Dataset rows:

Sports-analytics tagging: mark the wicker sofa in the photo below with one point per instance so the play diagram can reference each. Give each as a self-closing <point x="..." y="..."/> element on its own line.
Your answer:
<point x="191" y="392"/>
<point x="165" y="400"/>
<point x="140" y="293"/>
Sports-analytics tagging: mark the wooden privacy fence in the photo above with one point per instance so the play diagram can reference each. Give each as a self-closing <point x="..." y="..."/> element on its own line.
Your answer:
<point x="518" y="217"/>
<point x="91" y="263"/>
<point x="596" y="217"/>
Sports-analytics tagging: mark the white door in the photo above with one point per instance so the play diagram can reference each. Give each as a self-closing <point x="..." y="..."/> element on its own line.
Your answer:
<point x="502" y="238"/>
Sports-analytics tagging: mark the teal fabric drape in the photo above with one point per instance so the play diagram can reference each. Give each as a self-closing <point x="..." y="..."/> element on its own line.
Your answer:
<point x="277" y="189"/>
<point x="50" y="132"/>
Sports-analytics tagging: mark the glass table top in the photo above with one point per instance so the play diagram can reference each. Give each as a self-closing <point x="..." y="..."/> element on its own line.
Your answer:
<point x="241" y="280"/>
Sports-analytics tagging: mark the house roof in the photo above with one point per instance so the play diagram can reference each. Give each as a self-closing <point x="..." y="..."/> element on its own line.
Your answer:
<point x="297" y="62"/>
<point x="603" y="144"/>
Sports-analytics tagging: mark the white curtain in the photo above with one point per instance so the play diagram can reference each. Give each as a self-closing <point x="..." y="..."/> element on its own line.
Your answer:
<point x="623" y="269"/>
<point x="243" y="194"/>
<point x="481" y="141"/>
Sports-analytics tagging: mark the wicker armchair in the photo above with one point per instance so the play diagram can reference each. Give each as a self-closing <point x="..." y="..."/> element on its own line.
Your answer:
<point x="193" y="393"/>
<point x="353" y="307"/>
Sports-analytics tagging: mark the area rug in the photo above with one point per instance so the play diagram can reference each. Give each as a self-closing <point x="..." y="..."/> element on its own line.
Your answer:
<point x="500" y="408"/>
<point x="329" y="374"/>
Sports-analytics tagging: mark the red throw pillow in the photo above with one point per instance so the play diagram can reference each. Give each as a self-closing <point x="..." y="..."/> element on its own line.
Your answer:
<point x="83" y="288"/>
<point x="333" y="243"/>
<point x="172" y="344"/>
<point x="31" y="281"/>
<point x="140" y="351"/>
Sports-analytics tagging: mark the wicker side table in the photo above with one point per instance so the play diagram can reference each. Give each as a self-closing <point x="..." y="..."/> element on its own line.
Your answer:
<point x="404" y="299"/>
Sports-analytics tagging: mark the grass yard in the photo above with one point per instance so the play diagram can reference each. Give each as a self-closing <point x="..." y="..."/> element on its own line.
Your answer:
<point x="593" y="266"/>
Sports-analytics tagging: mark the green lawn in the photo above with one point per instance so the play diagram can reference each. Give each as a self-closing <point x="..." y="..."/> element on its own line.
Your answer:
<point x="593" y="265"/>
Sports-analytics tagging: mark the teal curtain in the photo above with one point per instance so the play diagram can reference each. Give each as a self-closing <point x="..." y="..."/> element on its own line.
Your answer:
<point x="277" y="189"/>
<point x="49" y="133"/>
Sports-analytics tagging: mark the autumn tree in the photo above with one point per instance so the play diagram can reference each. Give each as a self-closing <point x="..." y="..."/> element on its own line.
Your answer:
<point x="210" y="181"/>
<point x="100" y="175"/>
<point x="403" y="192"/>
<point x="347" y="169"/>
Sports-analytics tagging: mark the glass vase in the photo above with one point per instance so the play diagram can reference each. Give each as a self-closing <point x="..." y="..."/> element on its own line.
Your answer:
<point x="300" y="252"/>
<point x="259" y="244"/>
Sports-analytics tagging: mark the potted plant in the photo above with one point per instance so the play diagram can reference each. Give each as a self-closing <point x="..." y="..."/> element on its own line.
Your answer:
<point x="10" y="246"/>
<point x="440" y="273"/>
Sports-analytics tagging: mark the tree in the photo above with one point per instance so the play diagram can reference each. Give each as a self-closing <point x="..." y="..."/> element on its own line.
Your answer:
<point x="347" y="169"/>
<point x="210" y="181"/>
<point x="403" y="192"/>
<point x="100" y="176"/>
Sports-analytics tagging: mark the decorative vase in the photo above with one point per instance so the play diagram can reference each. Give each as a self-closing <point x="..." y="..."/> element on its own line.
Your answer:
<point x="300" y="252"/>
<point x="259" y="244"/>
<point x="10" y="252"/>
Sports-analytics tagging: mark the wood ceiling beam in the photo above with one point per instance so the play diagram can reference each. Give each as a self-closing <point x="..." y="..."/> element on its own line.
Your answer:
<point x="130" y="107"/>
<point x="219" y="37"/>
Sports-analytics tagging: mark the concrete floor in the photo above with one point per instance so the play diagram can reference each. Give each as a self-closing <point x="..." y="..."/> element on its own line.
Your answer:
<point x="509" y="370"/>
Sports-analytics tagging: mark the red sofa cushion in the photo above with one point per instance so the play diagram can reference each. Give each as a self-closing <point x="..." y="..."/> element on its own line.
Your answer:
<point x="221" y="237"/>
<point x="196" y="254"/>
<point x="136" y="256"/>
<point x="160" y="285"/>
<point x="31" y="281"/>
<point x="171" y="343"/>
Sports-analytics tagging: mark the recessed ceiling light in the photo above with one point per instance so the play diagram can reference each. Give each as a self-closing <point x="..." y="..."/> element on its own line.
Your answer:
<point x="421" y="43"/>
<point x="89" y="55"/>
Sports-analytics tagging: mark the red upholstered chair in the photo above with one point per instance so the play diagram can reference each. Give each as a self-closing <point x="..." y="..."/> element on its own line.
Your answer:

> _Given task_
Rewrite all the lines of the material above as a numbered list, leaving out any blank lines.

> _Exercise output_
1. Sports-analytics tagging: mark the wicker sofa in the photo below with one point per instance so the play diagram can reference each. Give each as a self-closing <point x="..." y="..."/> element on its own line.
2. Your answer:
3. <point x="191" y="392"/>
4. <point x="165" y="400"/>
5. <point x="140" y="293"/>
6. Sports-analytics tagging: mark the wooden privacy fence in the photo above with one point per instance so the play diagram can reference each. Give each as a self-closing <point x="..." y="..."/> element on its own line.
7. Your answer:
8. <point x="518" y="217"/>
9. <point x="91" y="263"/>
10. <point x="596" y="217"/>
11. Sports-analytics tagging: mark the white door in the photo above with one point per instance so the play diagram can reference each. Give each as a self-closing <point x="..." y="..."/> element on its own line.
12. Your answer:
13. <point x="502" y="238"/>
14. Sports-analytics tagging: mark the teal fabric drape in the photo above with one point per instance so the play diagram can reference each. Give each as a self-closing <point x="..." y="..."/> element on its own line.
15. Your answer:
16. <point x="277" y="189"/>
17. <point x="50" y="132"/>
18. Sports-analytics tagging: mark the glass table top in the photo above with one point per instance so the play diagram can reference each. Give each as a self-closing <point x="..." y="..."/> element on its own line.
19. Your answer:
20. <point x="241" y="280"/>
21. Sports-analytics tagging: mark the house roof in the photo above with one point per instance so the play diagram can reference each. Give each as a self-closing <point x="..." y="..."/> element on its own line.
22. Your answer:
23. <point x="297" y="62"/>
24. <point x="603" y="144"/>
25. Sports-analytics tagging: mark the white curtain in the photo above with one point per instance so the play diagram can reference each. Give each as a self-closing <point x="..." y="..."/> element on its own line.
26. Your answer:
27. <point x="623" y="269"/>
28. <point x="243" y="194"/>
29. <point x="481" y="141"/>
30. Sports-analytics tagging: mark the wicker armchair in the photo above with one point per instance so the play diagram can reference each. Give each as a self-closing <point x="..." y="..."/> element on its own line.
31. Your answer:
32. <point x="193" y="393"/>
33. <point x="353" y="307"/>
34. Sports-analytics tagging: mark the area rug in the photo above with one point per instance so the play diagram can reference each. Give each as a self-closing <point x="..." y="..."/> element on its own line.
35. Your answer:
36. <point x="500" y="408"/>
37. <point x="329" y="374"/>
38. Sports-analytics tagging: mark the red throw pillow in the photo above with one point per instance so the play diagram can reference each. Give each as a self-closing <point x="..." y="..."/> element on its own line.
39. Your answer:
40. <point x="83" y="288"/>
41. <point x="333" y="243"/>
42. <point x="172" y="344"/>
43. <point x="31" y="281"/>
44. <point x="140" y="351"/>
45. Sports-analytics tagging: mark the wicker side table in the photo above with one point per instance so the play diagram can reference each. Give each as a self-closing <point x="..." y="..."/> element on its own line.
46. Your answer:
47. <point x="404" y="299"/>
48. Sports-analytics tagging: mark the grass yard in the photo above with one point per instance so the play diagram can reference each. Give each as a self-closing <point x="..." y="..."/> element on its own line.
49. Your answer:
50. <point x="593" y="266"/>
51. Sports-analytics tagging: mark the green lawn in the photo above with one point per instance so the play diagram can reference each. Give each as a self-closing <point x="..." y="..."/> element on its own line.
52. Your answer:
53. <point x="593" y="265"/>
54. Sports-analytics tagging: mark the teal curtain in the photo above with one point per instance so the play diagram can reference each. Give each as a self-closing <point x="..." y="..."/> element on its own line.
55. Your answer:
56. <point x="277" y="189"/>
57. <point x="49" y="133"/>
58. Sports-analytics tagging: mark the autumn tree in the photo above with one point per instance so the play diagram can reference each. Give each as a self-closing <point x="..." y="..."/> element on its own line.
59. Your answer:
60. <point x="210" y="181"/>
61. <point x="100" y="175"/>
62. <point x="403" y="192"/>
63. <point x="347" y="169"/>
64. Sports-analytics tagging: mark the glass vase in the photo above with one point per instance so the play diagram can reference each. Give each as a self-closing <point x="..." y="..."/> element on its own line.
65. Your answer:
66. <point x="300" y="252"/>
67. <point x="259" y="244"/>
68. Sports-analytics tagging: mark the potted plant in the photo above with one point per instance so the play diagram can reference each. Give each as a self-closing <point x="..." y="..."/> element on its own line.
69. Your answer:
70. <point x="10" y="246"/>
71. <point x="440" y="273"/>
72. Sports-analytics tagging: mark the tree in the photo above with one point per instance so the play diagram can reference each. Give each as a self-closing <point x="..." y="..."/> element on its own line.
73. Your answer:
74. <point x="347" y="169"/>
75. <point x="210" y="181"/>
76. <point x="403" y="192"/>
77. <point x="100" y="176"/>
78. Sports-analytics tagging: mark the decorative vase in the photo above with one point per instance so the play diagram can reference each. Give each as a self-closing <point x="..." y="..."/> element on its own line.
79. Your answer:
80. <point x="300" y="252"/>
81. <point x="259" y="244"/>
82. <point x="10" y="252"/>
83. Sports-analytics tagging: mark the wood ceiling beam in the photo above with one point per instance so the play diagram can reference each. Give each as a self-closing <point x="..." y="..."/> element on its own line.
84. Your answer:
85. <point x="130" y="107"/>
86. <point x="219" y="37"/>
87. Sports-analytics tagging: mark the concrete floor in the photo above with one point per instance so the play diagram can reference each. Give each as a self-closing <point x="..." y="..."/> element on its own line.
88. Your answer:
89. <point x="509" y="370"/>
90. Sports-analytics tagging: mark the red sofa cushion in the photo above with one point per instance so the play diagram can reference each. Give each as a self-closing <point x="..." y="..."/> element on its own line.
91. Your answer:
92. <point x="221" y="237"/>
93. <point x="196" y="254"/>
94. <point x="136" y="256"/>
95. <point x="160" y="285"/>
96. <point x="31" y="281"/>
97. <point x="171" y="343"/>
98. Sports-analytics tagging: mark the recessed ceiling light in the photo above with one point per instance so the play diagram can reference each. Give each as a self-closing <point x="..." y="..."/> element on its own line.
99. Your answer:
100. <point x="421" y="43"/>
101. <point x="89" y="55"/>
102. Sports-analytics tagging: mark the red upholstered chair in the photo above with one point per instance so the play diagram can reference each. Give each as a self-closing <point x="..." y="..."/> element on its own line.
103. Your answer:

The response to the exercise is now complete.